### VORLIEGENDER TEXT

Archiv: Bernd Berkhahn, am 31.07.2024, Frankreich, Paris
War von Wellbrocks Überlegenheit im Freiwasser beeindruckt: Trainer Bernd Berkhahn (Archivbild)
Quelle: dpa

Nach medaillenlosen Olympischen Spielen hat Florian Wellbrock bei der WM in Singapur viermal Gold im Freiwasser gewonnen - ein historischer Erfolg. Nächste Woche folgen die Beckenwettkämpfe. Der Wechsel dorthin fiel ihm in der Vergangenheit oft schwer.
Bundestrainer Bernd Berkhahn über die neuerlichen Erfolge seines Schützlings und warum er trotzdem unsicher ist, ob Wellbrock das im Becken fortsetzen kann.

######
### BEREITGESTELLTE DATEN

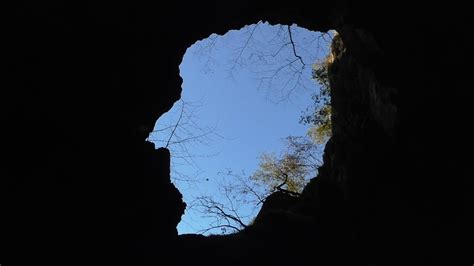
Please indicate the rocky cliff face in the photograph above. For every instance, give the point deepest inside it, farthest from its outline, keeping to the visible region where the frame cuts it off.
(84, 87)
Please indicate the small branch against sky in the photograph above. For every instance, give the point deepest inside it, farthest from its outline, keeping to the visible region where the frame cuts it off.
(270, 57)
(293, 46)
(176, 125)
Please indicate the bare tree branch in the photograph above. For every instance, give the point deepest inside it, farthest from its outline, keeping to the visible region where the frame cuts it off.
(293, 45)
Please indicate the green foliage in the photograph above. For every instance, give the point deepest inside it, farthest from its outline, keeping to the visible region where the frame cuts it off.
(290, 170)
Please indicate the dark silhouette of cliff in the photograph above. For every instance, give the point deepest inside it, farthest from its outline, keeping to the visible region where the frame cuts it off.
(85, 84)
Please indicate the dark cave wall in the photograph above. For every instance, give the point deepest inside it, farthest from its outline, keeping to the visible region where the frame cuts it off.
(85, 85)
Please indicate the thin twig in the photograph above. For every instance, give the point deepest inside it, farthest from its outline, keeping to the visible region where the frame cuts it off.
(294, 47)
(175, 126)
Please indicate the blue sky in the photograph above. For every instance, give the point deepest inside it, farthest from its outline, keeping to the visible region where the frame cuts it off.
(242, 93)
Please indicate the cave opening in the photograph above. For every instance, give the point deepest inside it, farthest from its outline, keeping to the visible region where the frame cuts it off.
(253, 118)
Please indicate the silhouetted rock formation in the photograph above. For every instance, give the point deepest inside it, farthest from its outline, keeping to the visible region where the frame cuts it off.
(85, 85)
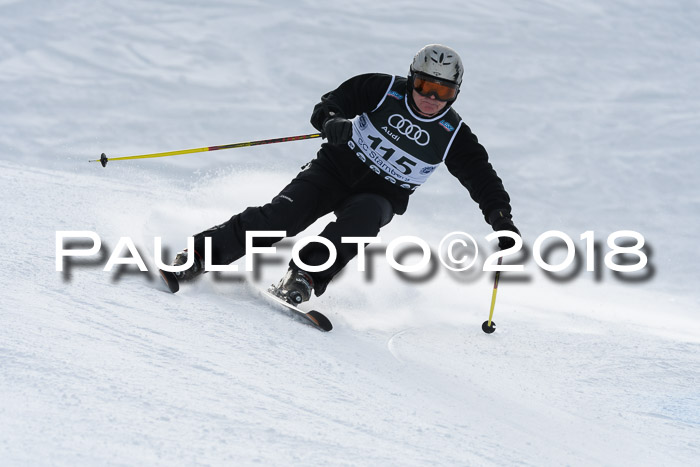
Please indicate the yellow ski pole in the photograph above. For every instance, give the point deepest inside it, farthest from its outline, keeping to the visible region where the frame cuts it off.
(104, 159)
(489, 326)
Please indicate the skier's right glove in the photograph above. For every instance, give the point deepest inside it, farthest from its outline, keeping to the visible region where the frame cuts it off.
(337, 130)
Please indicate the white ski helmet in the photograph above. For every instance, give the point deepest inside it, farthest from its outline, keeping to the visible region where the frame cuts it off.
(439, 61)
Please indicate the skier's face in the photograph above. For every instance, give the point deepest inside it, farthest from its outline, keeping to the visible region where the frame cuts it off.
(428, 106)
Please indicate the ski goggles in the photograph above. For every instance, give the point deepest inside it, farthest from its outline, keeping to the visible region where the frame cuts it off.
(430, 86)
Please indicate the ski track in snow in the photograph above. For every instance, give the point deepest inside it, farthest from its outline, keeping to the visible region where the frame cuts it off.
(590, 112)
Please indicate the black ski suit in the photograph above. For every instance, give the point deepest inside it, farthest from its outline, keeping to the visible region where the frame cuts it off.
(364, 183)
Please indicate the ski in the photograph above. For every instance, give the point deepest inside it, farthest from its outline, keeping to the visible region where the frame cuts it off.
(313, 317)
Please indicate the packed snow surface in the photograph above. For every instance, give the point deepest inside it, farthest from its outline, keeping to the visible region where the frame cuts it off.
(590, 111)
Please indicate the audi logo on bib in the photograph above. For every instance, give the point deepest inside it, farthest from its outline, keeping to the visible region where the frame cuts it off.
(409, 130)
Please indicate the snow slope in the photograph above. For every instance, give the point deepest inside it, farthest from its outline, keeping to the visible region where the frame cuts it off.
(588, 110)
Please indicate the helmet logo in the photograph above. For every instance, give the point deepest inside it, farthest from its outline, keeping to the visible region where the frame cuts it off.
(409, 130)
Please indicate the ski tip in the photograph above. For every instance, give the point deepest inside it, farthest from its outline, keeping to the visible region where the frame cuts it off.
(320, 320)
(170, 280)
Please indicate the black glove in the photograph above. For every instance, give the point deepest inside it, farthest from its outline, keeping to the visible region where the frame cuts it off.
(502, 220)
(337, 130)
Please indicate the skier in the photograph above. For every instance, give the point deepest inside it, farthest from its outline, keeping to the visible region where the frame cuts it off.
(385, 136)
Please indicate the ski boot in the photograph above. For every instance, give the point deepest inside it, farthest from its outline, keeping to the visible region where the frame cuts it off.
(295, 287)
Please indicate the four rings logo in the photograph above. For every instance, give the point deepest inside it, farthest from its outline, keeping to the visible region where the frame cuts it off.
(408, 129)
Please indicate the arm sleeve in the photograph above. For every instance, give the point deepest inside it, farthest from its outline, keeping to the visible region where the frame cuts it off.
(468, 161)
(360, 93)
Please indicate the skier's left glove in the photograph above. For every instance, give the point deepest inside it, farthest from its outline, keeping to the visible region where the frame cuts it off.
(337, 130)
(502, 220)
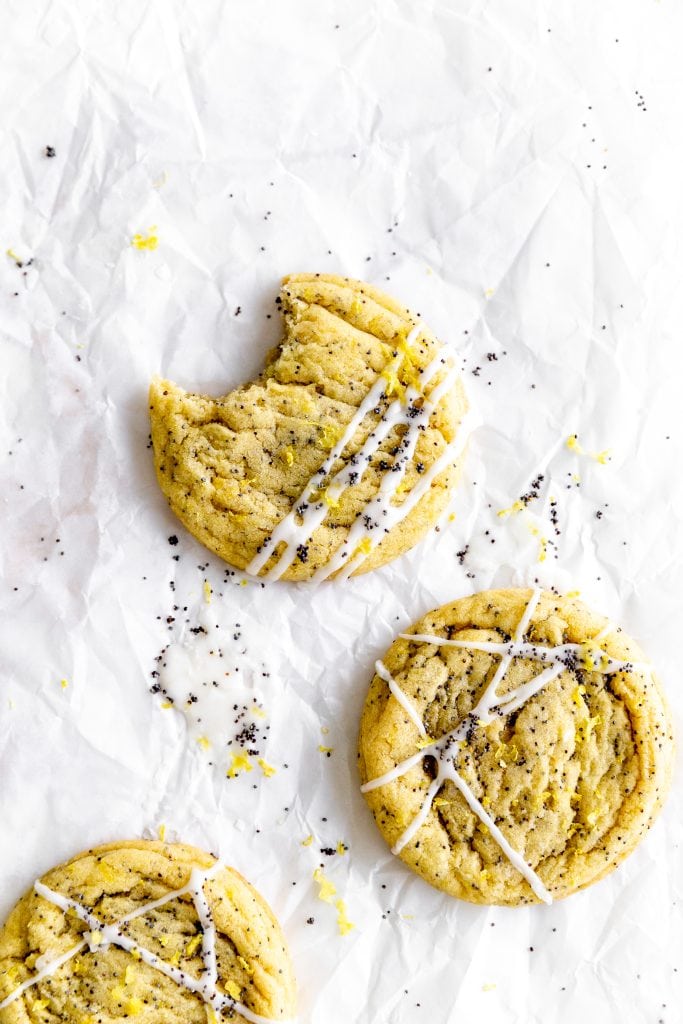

######

## ZIEL DER ÜBUNG
Führen Sie den Text über Florian Wellbrocks Erfolge bei der WM in Singapur im Anschluss an seinen letzten Satz weiter.

## ERGEBNIS
... ist 54 Jahre alt und Schwimm-Bundestrainer im Freiwasserschwimmen und für Lange Strecken im Becken. Parallel dazu trainiert er am Bundesstützpunkt Magdeburg eine der erfolgreichsten Trainingsgruppen Europas - mit DSV-Stars um Lukas Märtens, Isabel Gose und Florian Wellbrock.

ZDFheute: Herr Berkhahn, bei Olympia im Vorjahr blieb Florian Wellbrock als Titelverteidiger ohne Medaille und Finale. Jetzt gewinnt er bei der Freiwasser-WM vier Mal Gold - ein historischer Erfolg. Haben Sie mit so einem Comeback gerechnet?
Bernd Berkhahn: Berechenbar ist das nie, deshalb machen wir Sport. Die Vorbereitung war gut, aber du weißt nie, wie stark die Konkurrenz ist - vor allem im nacholympischen Jahr. Wir haben weniger trainiert und vor allem langsam begonnen.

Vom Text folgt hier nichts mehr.